• _BLOCO DE TEXTO_:
#####

Silhueta humana em movimento com luzes suaves sobre a pele destacando músculos e expressões corporais


Permitam-me esboçar um pensamento, uma crônica.

O corpo nunca é só um corpo. Sinto-o como um palco milenar, um campo de batalha onde se tecem os fios do poder e da cultura. Foucault me ensina a ver as inscrições em minha pele: a transição do suplício público à vigilância silenciosa, a disciplina que amansa e otimiza, forjando um corpo dócil, útil. Ortega me desvela a incerteza deste corpo atravessado por próteses, implantes e intervenções genéticas; um corpo que se faz performance e espetáculo, na busca incessante por uma juventude que não lhe pertence. E Le Breton me sussurra sobre a perda, sobre este corpo que se torna objeto de culto e obsessão, esquecido de sua própria e bela finitude.

E há este outro, o corpo inexistente, um fantasma de luz erguido nos vácuos da tela, um simulacro perfeito de nossa própria imagem. Coeckelbergh me alerta sobre os perigos de entregar a humanidade à máquina; Harari me adverte do Homo Deus que desejamos ser, buscando a imortalidade na simulação. A techné, como lembra Galimberti, nos molda a psique, e o corpo se torna um apêndice, um vetor de dados. E no eco das vozes de Heidegger, Jonas e Wittgenstein, percebo o perigo: a linguagem que vira jogo, o corpo que se dilui em emojislikes, um espectro digital que vaga pelos labirintos da internet. No silêncio dos pixels, escuto um grito. Um chamado de volta à carne, ao toque, ao cheiro.

#####

• _CONJUNTO DE DADOS_:
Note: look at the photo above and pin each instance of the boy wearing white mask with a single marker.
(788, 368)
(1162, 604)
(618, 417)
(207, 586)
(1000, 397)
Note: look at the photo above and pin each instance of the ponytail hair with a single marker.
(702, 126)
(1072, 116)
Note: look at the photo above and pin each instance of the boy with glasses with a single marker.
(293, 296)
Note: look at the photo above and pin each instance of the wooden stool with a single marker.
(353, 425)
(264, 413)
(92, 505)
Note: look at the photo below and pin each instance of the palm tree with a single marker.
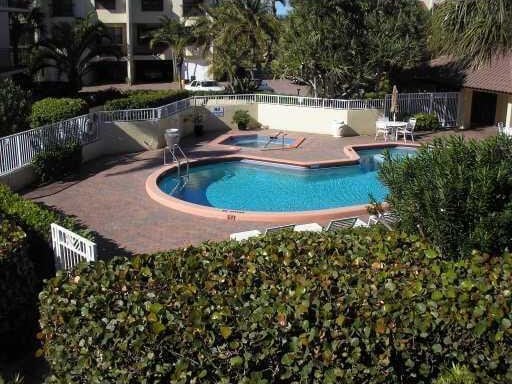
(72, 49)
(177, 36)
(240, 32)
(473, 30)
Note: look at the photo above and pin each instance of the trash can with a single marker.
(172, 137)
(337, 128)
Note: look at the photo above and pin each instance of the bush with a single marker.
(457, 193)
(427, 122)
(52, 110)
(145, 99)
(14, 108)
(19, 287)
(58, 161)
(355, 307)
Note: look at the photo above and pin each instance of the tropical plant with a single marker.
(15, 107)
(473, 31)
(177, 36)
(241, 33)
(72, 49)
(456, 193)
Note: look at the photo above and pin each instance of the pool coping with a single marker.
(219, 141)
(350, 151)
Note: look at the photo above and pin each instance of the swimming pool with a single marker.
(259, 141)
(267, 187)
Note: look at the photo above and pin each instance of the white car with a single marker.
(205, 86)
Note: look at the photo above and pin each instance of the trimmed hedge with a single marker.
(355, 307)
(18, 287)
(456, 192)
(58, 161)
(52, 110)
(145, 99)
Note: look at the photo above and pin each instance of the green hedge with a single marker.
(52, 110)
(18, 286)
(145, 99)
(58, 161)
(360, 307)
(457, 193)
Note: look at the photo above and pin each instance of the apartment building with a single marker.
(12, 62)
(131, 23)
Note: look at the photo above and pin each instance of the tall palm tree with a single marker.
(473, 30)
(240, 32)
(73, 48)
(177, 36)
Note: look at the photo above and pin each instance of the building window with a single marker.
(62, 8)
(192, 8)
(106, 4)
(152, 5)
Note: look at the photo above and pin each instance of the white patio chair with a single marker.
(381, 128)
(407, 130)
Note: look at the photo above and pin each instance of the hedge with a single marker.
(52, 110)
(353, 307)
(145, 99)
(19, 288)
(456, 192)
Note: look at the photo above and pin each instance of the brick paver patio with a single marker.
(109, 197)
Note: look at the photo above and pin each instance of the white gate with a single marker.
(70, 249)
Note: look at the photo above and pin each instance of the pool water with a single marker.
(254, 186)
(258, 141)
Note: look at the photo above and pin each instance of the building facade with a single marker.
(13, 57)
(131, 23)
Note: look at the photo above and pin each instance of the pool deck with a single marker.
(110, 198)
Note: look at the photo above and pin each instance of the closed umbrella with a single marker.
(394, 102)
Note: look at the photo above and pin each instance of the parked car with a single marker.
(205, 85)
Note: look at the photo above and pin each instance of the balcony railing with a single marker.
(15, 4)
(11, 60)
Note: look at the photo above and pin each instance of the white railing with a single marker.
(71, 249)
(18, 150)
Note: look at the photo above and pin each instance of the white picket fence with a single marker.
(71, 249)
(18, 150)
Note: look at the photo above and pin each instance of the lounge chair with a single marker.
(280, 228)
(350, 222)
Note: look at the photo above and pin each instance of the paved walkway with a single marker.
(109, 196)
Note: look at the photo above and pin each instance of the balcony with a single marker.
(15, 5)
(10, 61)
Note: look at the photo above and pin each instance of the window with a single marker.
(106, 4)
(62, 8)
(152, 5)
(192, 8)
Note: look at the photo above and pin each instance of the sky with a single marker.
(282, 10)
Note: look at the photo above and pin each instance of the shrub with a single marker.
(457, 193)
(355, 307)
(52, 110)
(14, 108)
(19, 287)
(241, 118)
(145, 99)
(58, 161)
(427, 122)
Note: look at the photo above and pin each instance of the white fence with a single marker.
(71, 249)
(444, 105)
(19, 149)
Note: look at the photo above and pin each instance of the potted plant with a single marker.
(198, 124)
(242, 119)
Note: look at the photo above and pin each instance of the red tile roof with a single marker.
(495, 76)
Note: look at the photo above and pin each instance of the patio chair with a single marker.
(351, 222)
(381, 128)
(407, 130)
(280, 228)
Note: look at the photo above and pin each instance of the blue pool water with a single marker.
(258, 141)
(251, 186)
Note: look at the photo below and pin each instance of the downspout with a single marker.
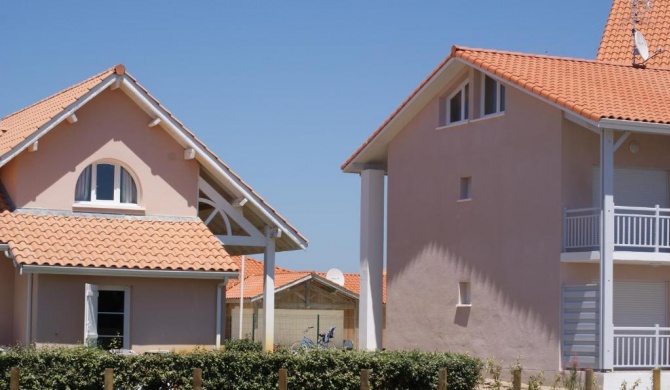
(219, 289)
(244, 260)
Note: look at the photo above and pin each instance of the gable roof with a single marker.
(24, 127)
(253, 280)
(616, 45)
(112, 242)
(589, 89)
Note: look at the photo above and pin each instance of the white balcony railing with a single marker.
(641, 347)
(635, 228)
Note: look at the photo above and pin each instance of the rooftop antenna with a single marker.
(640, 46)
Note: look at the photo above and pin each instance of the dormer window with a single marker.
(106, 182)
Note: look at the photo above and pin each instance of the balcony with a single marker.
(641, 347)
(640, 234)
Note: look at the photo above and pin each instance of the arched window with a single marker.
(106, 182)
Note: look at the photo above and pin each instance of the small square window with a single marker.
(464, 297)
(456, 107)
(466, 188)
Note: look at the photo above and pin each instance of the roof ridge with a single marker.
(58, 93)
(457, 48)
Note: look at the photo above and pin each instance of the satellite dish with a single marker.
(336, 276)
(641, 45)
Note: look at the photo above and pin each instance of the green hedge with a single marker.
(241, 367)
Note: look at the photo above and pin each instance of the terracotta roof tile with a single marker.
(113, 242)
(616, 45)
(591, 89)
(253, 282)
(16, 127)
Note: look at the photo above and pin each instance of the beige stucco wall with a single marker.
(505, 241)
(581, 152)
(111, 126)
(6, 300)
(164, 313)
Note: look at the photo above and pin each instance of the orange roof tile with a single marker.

#####

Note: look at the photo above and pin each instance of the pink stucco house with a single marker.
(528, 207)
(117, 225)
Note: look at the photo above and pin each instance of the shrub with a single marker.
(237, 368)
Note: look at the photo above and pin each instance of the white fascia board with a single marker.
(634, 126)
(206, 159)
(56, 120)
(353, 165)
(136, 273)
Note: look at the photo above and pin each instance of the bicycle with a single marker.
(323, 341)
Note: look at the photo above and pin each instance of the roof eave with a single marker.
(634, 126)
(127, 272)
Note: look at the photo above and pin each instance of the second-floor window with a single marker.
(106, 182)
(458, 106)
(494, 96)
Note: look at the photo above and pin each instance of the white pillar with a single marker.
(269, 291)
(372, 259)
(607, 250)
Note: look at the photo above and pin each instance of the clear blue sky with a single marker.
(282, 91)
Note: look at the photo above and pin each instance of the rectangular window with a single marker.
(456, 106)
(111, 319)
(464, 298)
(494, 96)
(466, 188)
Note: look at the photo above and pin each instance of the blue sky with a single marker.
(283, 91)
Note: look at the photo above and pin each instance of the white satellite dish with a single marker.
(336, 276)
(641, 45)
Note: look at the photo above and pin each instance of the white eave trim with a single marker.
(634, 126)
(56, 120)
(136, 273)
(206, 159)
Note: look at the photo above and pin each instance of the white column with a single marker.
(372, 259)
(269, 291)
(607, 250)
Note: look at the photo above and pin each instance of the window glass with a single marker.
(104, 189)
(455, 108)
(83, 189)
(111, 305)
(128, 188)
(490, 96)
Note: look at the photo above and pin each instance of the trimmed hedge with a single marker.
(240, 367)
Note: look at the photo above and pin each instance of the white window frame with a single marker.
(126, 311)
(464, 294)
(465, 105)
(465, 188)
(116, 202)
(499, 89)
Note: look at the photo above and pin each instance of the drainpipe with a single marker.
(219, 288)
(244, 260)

#####

• _EXERCÍCIO ESCRITO 1_:
Indique se cada afirmação concorda com o texto sobre o corpo e justifique com as palavras exatas dele: (a) Foucault ensina a ver a passagem do suplício público à vigilância silenciosa; (b) é Harari quem alerta sobre os perigos de entregar a humanidade à máquina; (c) Le Breton fala de um corpo que se torna objeto de culto e obsessão.
• _EXERCÍCIO ESCRITO 2_:
Duplique, sem qualquer alteração, o trecho do texto sobre o corpo que vai de "Permitam-me esboçar um" até "e bela finitude.".
Para responder, baseie-se apenas no texto sobre o corpo.

• _RESPOSTA COMPLETA 1_:
(a) Sim: "Foucault me ensina a ver as inscrições em minha pele: a transição do suplício público à vigilância silenciosa".
(b) Não: "Coeckelbergh me alerta sobre os perigos de entregar a humanidade à máquina".
(c) Sim: "E Le Breton me sussurra sobre a perda, sobre este corpo que se torna objeto de culto e obsessão".

• _RESPOSTA COMPLETA 2_:
Permitam-me esboçar um pensamento, uma crônica.

O corpo nunca é só um corpo. Sinto-o como um palco milenar, um campo de batalha onde se tecem os fios do poder e da cultura. Foucault me ensina a ver as inscrições em minha pele: a transição do suplício público à vigilância silenciosa, a disciplina que amansa e otimiza, forjando um corpo dócil, útil. Ortega me desvela a incerteza deste corpo atravessado por próteses, implantes e intervenções genéticas; um corpo que se faz performance e espetáculo, na busca incessante por uma juventude que não lhe pertence. E Le Breton me sussurra sobre a perda, sobre este corpo que se torna objeto de culto e obsessão, esquecido de sua própria e bela finitude.